CHALLENGE: Rescale the lines starting at the one that contains "the blue sign" and ending at the last line. Reproduce each of these lines in full, with every coordinate in the answers multiplied by 2.15, rounded to the nearest whole number (halves rounded up), and all other text unchanged.

(Point annotations for photographs)
═══

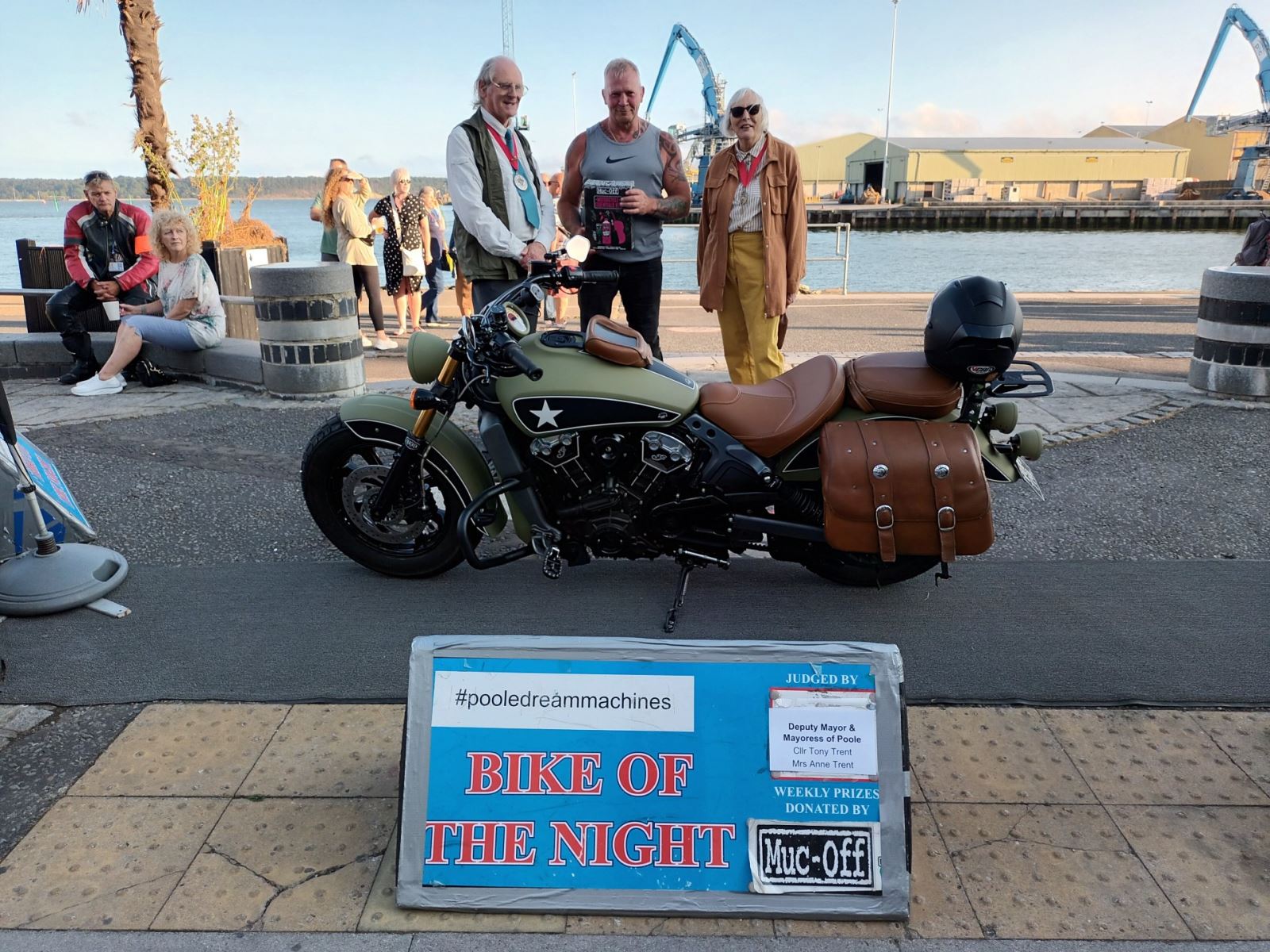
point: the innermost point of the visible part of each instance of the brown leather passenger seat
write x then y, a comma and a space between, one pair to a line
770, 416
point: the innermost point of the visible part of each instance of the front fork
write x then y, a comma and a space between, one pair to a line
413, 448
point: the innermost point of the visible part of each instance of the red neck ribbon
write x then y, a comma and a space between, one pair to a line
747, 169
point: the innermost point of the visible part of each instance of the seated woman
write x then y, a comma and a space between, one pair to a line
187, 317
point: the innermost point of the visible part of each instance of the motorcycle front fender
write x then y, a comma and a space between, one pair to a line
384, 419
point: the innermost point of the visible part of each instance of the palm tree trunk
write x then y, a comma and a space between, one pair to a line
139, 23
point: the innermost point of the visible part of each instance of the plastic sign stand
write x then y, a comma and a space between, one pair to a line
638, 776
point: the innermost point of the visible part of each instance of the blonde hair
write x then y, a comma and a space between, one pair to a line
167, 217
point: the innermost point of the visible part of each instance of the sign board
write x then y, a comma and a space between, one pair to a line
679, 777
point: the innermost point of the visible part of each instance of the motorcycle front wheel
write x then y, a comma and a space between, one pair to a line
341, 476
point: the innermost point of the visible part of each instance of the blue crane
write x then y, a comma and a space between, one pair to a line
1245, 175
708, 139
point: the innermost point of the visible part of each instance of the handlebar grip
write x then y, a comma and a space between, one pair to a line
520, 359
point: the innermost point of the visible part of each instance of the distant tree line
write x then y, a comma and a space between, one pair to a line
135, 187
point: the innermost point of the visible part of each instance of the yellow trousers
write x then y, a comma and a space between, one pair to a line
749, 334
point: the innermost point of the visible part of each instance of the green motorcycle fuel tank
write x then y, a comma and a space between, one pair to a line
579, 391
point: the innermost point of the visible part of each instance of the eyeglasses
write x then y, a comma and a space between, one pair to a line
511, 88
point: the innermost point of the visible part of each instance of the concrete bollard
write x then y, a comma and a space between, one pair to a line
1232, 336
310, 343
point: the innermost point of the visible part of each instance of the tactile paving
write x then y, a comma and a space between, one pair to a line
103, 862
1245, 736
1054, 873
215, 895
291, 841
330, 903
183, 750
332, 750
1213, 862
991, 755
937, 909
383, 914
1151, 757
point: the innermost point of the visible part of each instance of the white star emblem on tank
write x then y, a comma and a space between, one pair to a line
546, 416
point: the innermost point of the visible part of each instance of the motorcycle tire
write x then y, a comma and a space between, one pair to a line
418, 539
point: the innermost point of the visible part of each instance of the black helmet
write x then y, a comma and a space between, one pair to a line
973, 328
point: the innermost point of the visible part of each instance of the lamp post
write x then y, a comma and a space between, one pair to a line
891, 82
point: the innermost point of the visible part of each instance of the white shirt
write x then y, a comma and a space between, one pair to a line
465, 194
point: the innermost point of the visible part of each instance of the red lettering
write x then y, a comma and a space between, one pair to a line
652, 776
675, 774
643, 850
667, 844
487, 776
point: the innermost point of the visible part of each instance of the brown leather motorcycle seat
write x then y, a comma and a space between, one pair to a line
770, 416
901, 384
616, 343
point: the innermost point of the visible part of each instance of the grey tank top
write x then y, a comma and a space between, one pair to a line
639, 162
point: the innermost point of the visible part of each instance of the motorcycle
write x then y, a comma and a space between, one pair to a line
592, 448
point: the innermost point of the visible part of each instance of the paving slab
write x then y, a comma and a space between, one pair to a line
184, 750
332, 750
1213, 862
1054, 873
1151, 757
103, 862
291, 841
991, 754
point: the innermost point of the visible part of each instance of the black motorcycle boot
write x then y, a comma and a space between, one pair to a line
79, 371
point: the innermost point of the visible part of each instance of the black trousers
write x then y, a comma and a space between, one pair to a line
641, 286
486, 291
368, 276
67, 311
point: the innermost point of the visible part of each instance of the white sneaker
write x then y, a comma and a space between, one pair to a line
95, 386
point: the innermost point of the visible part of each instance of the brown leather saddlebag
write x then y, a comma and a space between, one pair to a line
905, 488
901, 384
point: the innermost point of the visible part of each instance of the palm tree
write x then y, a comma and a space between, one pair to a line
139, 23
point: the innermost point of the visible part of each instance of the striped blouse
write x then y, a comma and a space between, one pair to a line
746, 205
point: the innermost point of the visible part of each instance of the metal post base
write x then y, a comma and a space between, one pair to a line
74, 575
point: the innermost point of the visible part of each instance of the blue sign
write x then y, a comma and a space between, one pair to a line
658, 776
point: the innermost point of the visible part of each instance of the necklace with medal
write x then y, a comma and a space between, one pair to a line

═══

RESPONSE TO THIS EXERCISE:
point: the innermost point of the visible part of each instance of the blue sign
write x then y, a comma and a space between, one pair to a line
1415, 1668
point: the innermost point of the visible part of each instance of the necklace with medal
write x then y, a comma and a space between, one pair to a line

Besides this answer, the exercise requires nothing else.